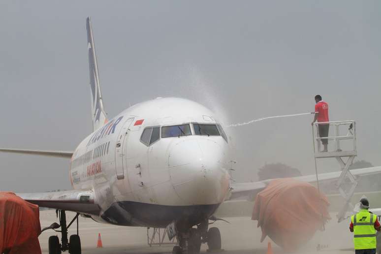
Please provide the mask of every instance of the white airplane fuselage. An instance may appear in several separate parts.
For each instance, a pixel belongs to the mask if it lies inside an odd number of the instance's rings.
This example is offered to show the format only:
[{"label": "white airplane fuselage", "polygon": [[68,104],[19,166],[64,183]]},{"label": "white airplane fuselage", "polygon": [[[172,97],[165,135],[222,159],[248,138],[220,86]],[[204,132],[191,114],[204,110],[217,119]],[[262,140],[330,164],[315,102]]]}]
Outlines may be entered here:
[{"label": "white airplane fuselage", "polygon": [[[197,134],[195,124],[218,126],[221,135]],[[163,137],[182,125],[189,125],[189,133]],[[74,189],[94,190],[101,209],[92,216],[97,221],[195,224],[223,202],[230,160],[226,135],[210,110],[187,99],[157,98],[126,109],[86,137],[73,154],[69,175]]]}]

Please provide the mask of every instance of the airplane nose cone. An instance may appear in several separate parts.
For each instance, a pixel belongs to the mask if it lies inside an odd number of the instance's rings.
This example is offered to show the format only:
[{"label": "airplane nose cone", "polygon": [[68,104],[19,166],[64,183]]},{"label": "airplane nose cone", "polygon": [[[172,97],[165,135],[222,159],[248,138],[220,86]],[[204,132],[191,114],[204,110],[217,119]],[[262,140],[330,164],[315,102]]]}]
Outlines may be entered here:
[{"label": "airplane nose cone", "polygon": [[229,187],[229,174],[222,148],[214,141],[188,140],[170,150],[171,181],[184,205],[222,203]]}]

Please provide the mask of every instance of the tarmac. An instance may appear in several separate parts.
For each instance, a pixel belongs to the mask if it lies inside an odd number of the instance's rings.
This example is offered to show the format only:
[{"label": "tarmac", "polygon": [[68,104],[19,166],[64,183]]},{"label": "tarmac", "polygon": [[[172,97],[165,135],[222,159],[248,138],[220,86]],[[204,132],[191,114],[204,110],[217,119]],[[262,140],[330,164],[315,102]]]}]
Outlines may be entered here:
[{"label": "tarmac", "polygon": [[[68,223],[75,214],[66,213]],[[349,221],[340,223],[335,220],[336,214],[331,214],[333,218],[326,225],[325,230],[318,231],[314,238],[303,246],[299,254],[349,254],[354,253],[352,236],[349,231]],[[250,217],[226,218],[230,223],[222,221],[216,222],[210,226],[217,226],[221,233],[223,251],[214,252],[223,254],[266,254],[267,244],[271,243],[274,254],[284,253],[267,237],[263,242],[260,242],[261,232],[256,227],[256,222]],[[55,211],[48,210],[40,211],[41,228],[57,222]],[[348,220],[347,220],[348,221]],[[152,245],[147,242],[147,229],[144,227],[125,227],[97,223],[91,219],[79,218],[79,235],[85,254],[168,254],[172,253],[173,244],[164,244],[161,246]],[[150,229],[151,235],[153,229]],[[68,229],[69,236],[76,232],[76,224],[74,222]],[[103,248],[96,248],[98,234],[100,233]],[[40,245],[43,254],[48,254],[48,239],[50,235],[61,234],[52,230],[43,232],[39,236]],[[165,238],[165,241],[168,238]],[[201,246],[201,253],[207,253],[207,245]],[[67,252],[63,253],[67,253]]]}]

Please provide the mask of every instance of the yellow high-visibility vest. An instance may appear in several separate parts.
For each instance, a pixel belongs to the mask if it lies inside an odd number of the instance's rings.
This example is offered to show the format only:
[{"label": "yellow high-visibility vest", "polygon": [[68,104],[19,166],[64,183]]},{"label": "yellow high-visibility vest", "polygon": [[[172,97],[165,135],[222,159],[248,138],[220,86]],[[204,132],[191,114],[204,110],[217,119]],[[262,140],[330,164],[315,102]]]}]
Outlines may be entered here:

* Exercise aim
Lay out as a numbered list, omitting blank lines, the lines beginning at the one containing "Please provide the mask of every instance of the yellow" and running through the end of the lines above.

* Full output
1. Please provide the mask of every instance of the yellow high-visibility vest. An instance may appear in several separate parts.
2. For each instance, a pixel belongs to the mask if it lies inside an odd number of the instance's rings.
3. This example is offered to show the format only:
4. [{"label": "yellow high-visibility vest", "polygon": [[68,104],[19,166],[64,183]]},{"label": "yellow high-visibility vest", "polygon": [[[172,97],[165,135],[222,159],[248,138],[220,86]],[[204,132],[191,114],[204,110],[217,119]],[[262,140],[330,164],[315,102]]]}]
5. Outlines may be entered here:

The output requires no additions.